# Material for the task

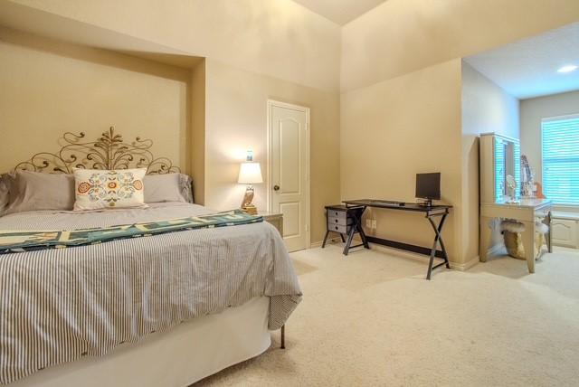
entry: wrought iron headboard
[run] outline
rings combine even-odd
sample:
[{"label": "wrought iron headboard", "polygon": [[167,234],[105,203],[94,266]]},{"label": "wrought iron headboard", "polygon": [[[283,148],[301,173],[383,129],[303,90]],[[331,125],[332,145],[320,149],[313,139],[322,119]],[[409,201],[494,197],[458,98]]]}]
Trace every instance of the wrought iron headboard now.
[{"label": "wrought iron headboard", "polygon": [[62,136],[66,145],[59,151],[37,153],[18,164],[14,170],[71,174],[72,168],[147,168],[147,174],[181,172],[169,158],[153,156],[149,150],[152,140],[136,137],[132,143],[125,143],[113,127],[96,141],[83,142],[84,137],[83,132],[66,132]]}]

# Task to complete
Write out every line of the records above word for word, leaving out the pictures.

# Final result
entry: wrought iron headboard
[run] outline
rings combine even-odd
sample:
[{"label": "wrought iron headboard", "polygon": [[167,234],[105,203],[94,266]]},{"label": "wrought iron headboard", "polygon": [[[283,148],[301,173],[383,129],[303,90]],[[331,125],[332,145],[320,149],[313,139],[322,119]],[[409,201],[494,197],[458,98]]]}]
Trace every instance of the wrought iron headboard now.
[{"label": "wrought iron headboard", "polygon": [[62,136],[66,145],[59,151],[37,153],[18,164],[14,170],[71,174],[72,168],[147,168],[147,174],[181,172],[169,158],[153,156],[149,150],[152,140],[136,137],[132,143],[125,143],[113,127],[96,141],[83,142],[84,137],[83,132],[66,132]]}]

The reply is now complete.